**Supplied text:**

%%

Machine Learning‐Engineered Nanozyme System for Synergistic Anti‐Tumor Ferroptosis/Apoptosis Therapy

Abstract Nanozymes with multienzyme‐like activity have sparked significant interest in anti‐tumor therapy via responding to the tumor microenvironment (TME). However, the consequent induction of protective autophagy substantially compromises the therapeutic efficacy. Here, a targeted nanozyme system (Fe‐Arg‐CDs@ZIF‐8/HAD, FZH) is shown, which enhances synergistic anti‐tumor ferroptosis/apoptosis therapy by leveraging machine learning (ML). A novel ML model, termed the sequential backward Tree‐Classifier for Gaussian Process Regression (TCGPR), is proposed to improve data pattern recognition following the divide‐and‐conquer principle. Based on this, a Bayesian optimization algorithm is employed to select candidates from the extensive search space. Leveraging this fresh material discovery framework, a novel strategy for enhancing nanozyme‐based tumor therapy, has been developed. The results reveal that FZH effectively exerts anti‐tumor effects by sequentially responding to the TME, having a cascade reaction to induce ferroptosis. Moreover, the endogenous elevation of high concentration nitric oxide (NO) serves as a direct mechanism for killing tumor cells while concurrently suppressing the protective autophagy induced by oxidative stress (OS), enhancing synergistic ferroptosis/apoptosis therapy. Overall, a novel strategy for improving nanozyme‐based tumor therapy has been proposed, underlying the integration of ML, experiments, and biological applications.

%%

**Task prompt:**
Answer these questions from the nanozyme abstract:
(a) What does the name TCGPR stand for?
(b) Which algorithm selects candidates from the extensive search space?
(c) Besides killing tumor cells directly, what does the endogenous elevation of high-concentration nitric oxide suppress?

(Dataset entries)

%%

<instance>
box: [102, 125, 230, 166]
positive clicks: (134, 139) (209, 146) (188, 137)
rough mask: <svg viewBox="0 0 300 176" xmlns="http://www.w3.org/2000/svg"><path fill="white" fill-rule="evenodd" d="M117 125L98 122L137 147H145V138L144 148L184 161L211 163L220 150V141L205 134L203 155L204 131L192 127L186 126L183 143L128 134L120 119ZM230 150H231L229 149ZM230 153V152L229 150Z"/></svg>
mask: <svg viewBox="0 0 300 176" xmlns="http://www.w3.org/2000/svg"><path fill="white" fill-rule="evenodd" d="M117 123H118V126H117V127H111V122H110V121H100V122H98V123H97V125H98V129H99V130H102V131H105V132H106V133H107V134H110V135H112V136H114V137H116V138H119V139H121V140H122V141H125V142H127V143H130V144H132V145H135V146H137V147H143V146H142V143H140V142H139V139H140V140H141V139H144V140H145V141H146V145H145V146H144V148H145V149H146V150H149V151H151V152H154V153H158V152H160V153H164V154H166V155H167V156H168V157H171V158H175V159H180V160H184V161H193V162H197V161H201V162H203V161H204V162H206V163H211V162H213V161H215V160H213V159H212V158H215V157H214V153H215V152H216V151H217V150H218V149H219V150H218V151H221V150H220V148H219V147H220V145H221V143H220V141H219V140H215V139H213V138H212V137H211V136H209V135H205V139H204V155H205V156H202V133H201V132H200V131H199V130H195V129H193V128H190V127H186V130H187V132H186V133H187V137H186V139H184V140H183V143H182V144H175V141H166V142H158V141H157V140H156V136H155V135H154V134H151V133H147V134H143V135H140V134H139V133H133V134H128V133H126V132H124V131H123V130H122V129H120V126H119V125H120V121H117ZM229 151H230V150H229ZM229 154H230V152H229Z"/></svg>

%%

**Response below:**
(a) Sequential backward Tree-Classifier for Gaussian Process Regression
(b) A Bayesian optimization algorithm
(c) The protective autophagy induced by oxidative stress (OS)